* **COMPITO ASSEGNATO**
Prosegui il testo sulle batterie criogeniche ad aria liquida, partendo da dopo l'ultima frase riportata.

* **BRANO RIPORTATO**
────

Author: Luca Re QualEnergia.it

Con tecnologia ad aria liquida da 50 MW/250 MWh sarà realizzato dall’azienda inglese Highview Power.

In Gran Bretagna si costruirà il primo impianto di taglia commerciale in grado di stoccare l’energia in enormi batterie criogeniche: l’annuncio è stato fatto da Highview Power, l’azienda inglese che ha sviluppato la tecnologia CRYOBattery, di cui esiste già un impianto-pilota da 5 MW/15 MWh in funzione dal 2018 nell’area di Manchester (vedi video di presentazione in basso).

Di cosa si tratta?

L’acronimo che definisce questa soluzione di accumulo energetico è LAES, Liquid Air Energy Storage, quindi parliamo di un sistema che utilizza l’aria liquida per immagazzinare/rilasciare energia.

La tecnologia LAES, in sintesi, usa l’elettricità in entrata per alimentare un apparato industriale di liquefazione che raffredda l’aria a -196 gradi centigradi facendola diventare liquida, in modo da poterla stoccare in serbatoi termoisolanti a bassa pressione, le batterie criogeniche.

E quando c’è bisogno di energia, ad esempio per coprire un picco dei consumi o per bilanciare qualche fluttuazione tra domanda/offerta sulla rete, l’impianto rilascia l’aria liquefatta contenuta nei serbatoi, facendola tornare allo stato gassoso con una tale espansione di volume (circa 700 volte) da poter attivare le turbine per la produzione di elettricità.

L’efficienza complessiva del sistema, secondo Highview Power, è del 60-75% ma può essere incrementata sfruttando l’energia termica di scarto.

────

* **DATI**
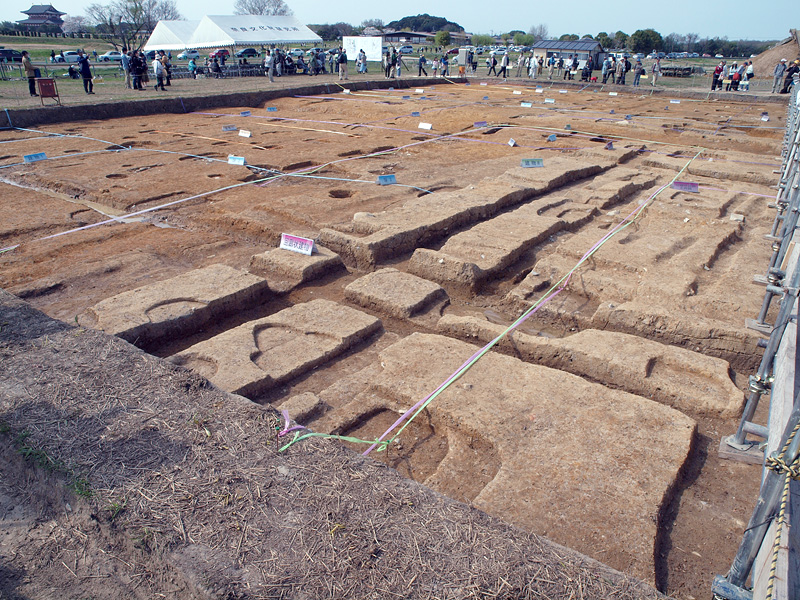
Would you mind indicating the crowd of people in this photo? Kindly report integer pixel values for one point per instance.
(276, 62)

────

* **ESITO DEL COMPITO**
Il progetto annunciato da Highview Power riguarda un impianto da 50 MW/250 MWh da realizzare nel nord dell’Inghilterra in una centrale termoelettrica in dismissione.

Così l’azienda inglese punta a sviluppare su una scala molto più ampia le sue batterie criogeniche; d’altronde, come spiega l’amministratore delegato di Highview Power, Javier Cavada, l’accumulo energetico di lunga durata e di grandi dimensioni è indispensabile per avvicinarsi il più possibile a un mix elettrico dominato dalle fonti rinnovabili intermittenti.

In tema di costi, l’azienda afferma che un sistema criogenico da 200 MW/2 GWh avrebbe un costo totale espresso in parametri LCOS (Levelized Cost of Storage) di circa 140 dollari per MWh.

Tra i punti di forza di questa tecnologia c’è soprattutto la possibilità di progettare unità di accumulo molto grandi, pressoché in qualsiasi area geografica (non ci sono, ad esempio, le limitazioni che contraddistinguono l’accumulo con pompaggio idroelettrico).

Inoltre, il sistema LAES impiega componenti derivati da altri processi/settori industriali, quindi l’affidabilità dell’intero “pacchetto” è particolarmente elevata e si parla di una vita utile intorno ai 30-40 anni.

L’obiettivo insomma è sviluppare una tecnologia per l’accumulo energetico di taglia gigante (giga-scale) per garantire forniture elettriche continue, stabili e sicure per molte più ore di quello che è consentito con le batterie al litio.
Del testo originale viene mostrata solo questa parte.